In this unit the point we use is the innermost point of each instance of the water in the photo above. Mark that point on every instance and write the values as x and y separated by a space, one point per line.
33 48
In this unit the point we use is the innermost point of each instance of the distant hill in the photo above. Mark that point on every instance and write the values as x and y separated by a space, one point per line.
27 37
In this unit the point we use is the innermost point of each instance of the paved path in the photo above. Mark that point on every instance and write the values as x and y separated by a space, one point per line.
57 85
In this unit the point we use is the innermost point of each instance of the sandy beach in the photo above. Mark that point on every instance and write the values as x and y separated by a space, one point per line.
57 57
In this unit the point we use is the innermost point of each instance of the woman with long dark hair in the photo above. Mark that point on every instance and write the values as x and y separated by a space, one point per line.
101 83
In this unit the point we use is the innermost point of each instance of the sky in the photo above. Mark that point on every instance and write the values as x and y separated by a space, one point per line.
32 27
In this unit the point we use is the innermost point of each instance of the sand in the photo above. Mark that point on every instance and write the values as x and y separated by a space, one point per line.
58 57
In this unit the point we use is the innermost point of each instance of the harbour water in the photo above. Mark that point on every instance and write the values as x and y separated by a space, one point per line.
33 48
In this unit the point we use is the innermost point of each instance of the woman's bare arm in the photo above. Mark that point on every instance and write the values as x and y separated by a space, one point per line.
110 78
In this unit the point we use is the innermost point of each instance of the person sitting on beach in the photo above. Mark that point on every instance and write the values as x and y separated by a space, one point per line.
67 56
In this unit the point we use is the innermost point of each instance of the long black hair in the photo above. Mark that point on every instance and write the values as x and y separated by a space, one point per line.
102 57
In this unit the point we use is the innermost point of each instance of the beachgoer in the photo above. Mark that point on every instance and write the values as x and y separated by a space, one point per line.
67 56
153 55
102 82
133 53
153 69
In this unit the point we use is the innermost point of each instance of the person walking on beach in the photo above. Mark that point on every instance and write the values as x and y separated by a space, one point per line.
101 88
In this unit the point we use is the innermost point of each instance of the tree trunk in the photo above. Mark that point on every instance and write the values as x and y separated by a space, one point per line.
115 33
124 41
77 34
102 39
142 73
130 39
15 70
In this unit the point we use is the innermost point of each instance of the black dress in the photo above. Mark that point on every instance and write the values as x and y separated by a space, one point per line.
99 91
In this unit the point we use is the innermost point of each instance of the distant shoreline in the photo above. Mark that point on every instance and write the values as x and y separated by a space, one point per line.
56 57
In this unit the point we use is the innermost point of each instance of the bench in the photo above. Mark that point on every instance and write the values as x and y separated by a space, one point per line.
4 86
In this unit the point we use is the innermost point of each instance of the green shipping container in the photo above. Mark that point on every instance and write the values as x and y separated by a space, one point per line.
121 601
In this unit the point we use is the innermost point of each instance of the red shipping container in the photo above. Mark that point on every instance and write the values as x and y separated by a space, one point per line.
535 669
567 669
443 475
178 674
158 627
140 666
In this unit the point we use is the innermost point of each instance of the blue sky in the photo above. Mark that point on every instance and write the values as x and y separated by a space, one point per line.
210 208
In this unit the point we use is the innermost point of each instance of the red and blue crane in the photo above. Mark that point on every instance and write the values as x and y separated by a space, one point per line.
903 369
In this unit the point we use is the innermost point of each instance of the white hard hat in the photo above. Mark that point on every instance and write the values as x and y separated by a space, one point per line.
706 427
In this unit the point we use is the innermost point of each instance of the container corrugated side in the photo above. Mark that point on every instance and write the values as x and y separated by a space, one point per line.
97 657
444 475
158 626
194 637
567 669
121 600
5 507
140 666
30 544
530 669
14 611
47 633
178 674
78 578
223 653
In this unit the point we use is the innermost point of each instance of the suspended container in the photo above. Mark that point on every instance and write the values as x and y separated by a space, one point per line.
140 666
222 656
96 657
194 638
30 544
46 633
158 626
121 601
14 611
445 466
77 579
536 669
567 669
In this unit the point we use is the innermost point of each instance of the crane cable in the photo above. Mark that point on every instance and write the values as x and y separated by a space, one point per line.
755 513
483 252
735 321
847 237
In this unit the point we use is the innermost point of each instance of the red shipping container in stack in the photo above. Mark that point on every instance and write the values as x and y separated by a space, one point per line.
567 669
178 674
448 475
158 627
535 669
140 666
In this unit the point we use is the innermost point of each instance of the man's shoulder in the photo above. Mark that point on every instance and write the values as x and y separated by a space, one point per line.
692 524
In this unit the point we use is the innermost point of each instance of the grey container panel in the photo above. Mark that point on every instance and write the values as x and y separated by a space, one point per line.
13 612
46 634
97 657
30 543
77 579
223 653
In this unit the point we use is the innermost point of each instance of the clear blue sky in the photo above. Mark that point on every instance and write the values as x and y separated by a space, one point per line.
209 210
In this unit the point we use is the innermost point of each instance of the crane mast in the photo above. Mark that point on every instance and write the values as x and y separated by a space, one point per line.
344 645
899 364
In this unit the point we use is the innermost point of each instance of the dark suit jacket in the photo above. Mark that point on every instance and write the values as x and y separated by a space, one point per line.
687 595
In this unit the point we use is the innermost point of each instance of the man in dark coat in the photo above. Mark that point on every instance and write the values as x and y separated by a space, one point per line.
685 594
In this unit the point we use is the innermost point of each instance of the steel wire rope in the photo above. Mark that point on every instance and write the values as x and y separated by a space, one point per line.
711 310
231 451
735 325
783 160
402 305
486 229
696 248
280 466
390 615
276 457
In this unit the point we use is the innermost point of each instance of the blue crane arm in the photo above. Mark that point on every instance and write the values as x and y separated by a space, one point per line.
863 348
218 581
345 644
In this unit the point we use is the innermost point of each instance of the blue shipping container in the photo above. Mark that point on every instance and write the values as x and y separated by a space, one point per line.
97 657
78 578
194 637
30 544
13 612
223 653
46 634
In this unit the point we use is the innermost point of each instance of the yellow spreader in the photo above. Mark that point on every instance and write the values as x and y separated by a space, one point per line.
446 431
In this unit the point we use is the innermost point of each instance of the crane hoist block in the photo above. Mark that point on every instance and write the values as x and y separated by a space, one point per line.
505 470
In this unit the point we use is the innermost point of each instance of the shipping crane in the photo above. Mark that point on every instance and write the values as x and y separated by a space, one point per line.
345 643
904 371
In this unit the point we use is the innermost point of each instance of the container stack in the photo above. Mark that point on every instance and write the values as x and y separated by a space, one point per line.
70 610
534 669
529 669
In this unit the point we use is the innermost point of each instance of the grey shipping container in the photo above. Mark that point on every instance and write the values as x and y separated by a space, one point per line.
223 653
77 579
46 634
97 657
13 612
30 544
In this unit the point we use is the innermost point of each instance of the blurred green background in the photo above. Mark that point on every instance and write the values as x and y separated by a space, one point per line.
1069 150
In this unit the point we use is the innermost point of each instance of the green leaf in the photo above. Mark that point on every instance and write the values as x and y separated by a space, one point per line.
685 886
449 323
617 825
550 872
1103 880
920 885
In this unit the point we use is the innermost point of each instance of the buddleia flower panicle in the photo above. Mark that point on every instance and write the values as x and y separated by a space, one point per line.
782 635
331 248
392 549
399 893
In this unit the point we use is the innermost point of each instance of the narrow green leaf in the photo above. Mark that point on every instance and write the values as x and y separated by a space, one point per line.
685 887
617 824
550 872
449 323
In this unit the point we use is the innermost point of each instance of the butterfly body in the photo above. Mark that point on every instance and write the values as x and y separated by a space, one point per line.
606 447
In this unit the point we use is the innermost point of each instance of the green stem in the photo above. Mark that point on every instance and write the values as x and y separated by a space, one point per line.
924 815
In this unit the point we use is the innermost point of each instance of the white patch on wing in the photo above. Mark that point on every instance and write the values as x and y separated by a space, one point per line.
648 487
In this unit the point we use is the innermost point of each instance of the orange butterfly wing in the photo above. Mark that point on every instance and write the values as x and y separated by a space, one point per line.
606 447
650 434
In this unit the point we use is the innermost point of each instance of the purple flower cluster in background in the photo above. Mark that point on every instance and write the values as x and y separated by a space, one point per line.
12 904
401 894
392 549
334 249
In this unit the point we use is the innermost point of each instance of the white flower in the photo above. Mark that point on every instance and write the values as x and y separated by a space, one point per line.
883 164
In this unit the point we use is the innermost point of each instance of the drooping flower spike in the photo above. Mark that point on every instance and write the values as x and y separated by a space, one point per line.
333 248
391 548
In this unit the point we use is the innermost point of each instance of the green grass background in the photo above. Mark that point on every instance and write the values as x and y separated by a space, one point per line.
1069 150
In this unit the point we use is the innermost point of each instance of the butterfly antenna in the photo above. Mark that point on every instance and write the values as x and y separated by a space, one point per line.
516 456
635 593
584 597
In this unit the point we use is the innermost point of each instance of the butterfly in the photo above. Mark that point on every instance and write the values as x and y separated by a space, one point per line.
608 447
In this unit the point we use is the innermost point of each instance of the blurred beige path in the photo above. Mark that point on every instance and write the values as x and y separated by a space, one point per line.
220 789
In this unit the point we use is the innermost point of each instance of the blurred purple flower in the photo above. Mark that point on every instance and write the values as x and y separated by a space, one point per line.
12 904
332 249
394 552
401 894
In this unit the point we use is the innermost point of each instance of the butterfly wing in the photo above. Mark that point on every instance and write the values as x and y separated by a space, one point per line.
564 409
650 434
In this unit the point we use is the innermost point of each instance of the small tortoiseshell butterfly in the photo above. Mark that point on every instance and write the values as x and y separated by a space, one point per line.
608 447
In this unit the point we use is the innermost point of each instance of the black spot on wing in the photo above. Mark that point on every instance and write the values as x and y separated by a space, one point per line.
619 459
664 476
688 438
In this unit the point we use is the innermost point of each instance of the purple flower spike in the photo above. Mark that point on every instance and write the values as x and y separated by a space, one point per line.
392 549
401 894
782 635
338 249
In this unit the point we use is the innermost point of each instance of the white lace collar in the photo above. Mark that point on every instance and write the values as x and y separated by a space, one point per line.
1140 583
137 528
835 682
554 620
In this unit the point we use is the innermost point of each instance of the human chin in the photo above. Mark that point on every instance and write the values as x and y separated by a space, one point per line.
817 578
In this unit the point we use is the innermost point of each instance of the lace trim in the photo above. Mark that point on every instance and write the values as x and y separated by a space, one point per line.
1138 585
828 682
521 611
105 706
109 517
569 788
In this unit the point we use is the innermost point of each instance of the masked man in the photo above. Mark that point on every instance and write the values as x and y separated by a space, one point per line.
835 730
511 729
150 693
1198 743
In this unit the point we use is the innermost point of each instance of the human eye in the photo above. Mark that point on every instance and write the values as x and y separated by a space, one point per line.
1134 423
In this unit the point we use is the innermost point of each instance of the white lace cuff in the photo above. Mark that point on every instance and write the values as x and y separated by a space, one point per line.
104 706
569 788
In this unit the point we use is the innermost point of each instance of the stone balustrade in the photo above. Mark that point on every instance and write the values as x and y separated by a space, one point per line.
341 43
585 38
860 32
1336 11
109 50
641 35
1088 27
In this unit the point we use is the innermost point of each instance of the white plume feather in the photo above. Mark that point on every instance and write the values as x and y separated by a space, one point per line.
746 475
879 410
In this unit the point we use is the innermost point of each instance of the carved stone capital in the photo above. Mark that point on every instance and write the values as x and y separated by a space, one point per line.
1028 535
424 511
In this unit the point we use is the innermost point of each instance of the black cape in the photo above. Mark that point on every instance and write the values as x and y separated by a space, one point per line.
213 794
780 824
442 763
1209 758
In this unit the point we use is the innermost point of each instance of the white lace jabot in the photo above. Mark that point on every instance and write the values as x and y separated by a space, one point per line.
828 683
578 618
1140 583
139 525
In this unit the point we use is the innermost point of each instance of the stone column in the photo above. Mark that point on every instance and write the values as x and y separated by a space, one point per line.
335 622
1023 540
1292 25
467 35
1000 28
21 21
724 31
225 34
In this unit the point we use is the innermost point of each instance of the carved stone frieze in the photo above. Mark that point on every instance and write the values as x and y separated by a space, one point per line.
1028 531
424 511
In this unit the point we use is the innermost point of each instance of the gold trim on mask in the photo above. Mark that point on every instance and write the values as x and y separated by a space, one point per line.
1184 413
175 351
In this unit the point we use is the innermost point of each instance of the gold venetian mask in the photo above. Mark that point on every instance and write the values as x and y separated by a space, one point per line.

- - - -

## Brief
Copy exactly, word for word, the line with "carved stone frieze" through the final line of the listing.

## Response to the task
In this unit the point we use is the innermost point of each instance of the carved stone frieze in the photo above. Mark that point on every instance and write the values as x and y separated by a space, one point per line.
1028 531
424 511
In this unit the point we use is the innermost point of each instance of the gold trim on mask in the photo above. Mark that point on every instance and write the values as x and y separated by a space, one point per line.
1184 413
175 351
In this unit the point we use is the innermost point of each instance of the gold venetian mask in the photo above. Mark that point on every instance and write the values as x and y separated by a space, one point per line.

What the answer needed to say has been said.